Task prompt
Change "SHOULD" to "MUST" in the part of the material that opens with the line containing "Note: for every instance of the girl's" and closes with the line containing "[[295, 140]]", and return only that part with everything else left as it is.

Data supplied
++++++
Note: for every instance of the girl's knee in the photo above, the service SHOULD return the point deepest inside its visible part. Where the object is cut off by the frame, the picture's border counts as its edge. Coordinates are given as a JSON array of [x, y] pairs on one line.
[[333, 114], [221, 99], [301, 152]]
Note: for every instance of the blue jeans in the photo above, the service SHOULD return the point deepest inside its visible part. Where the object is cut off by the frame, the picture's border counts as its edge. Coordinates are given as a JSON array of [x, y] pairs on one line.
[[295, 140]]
++++++
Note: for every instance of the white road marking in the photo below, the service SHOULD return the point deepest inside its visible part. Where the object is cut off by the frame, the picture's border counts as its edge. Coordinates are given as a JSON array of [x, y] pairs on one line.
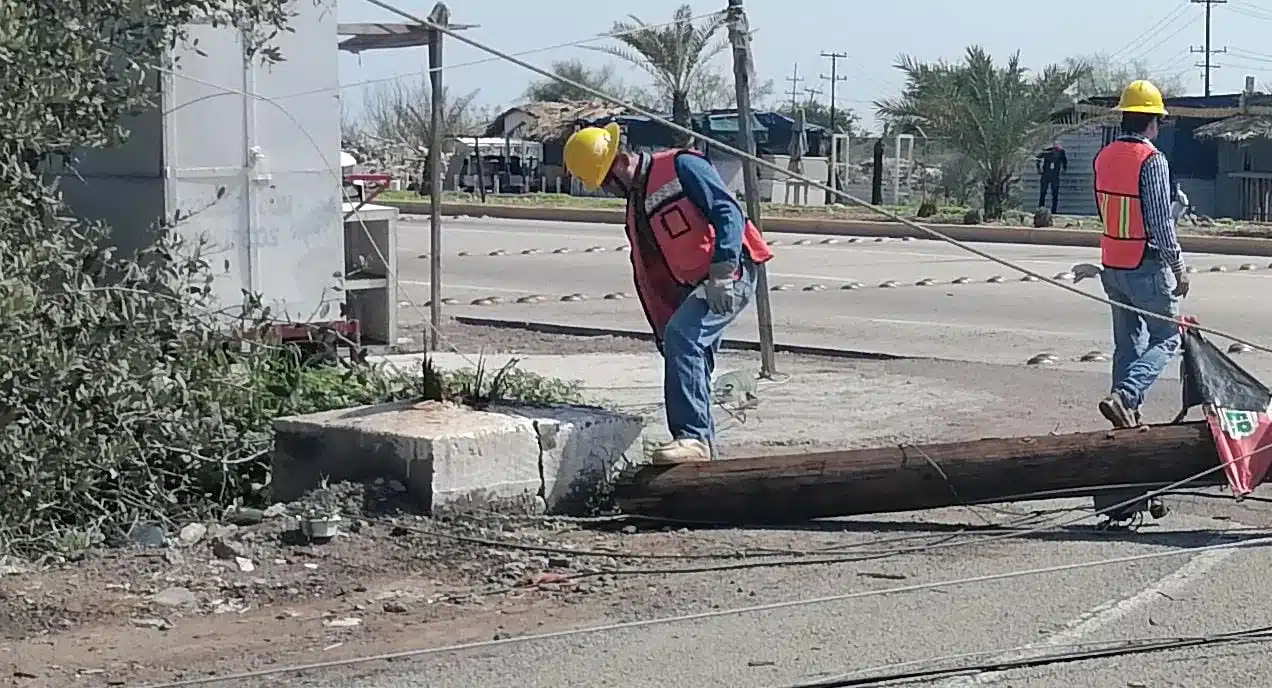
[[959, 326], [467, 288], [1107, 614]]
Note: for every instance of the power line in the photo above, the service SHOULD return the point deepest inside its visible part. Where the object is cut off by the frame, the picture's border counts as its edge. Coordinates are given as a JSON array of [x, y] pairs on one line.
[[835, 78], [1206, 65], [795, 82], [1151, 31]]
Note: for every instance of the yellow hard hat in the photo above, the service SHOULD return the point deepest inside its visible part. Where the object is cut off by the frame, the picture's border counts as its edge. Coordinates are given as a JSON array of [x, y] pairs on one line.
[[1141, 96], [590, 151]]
++++++
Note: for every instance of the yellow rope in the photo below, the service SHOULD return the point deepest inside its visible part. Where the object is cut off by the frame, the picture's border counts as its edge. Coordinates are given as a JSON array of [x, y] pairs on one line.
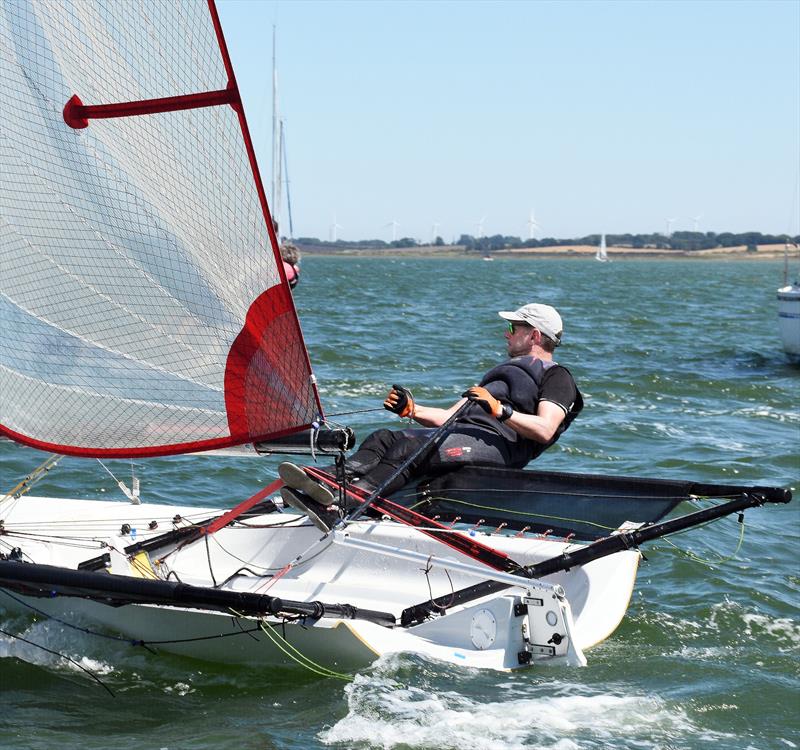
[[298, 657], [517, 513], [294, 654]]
++++++
Exercise output
Note: for every instance of the girl's knee in the photo above, the service MUST return the point deepest inside its visible part. Where the object is cut off by the frame, the picture's border counts as its edge. Coordinates are given as a JSON array of [x, y] pairs on one line.
[[333, 114], [221, 99], [301, 152]]
Note: for every instance of the blue jeans in the photo above, the service MUST return the point deepest inside its visible part. Where the object is cut off by the frame, the picture's border counts as its edge. Coordinates are given as a JSON array of [x, y] pairs on one line.
[[295, 140]]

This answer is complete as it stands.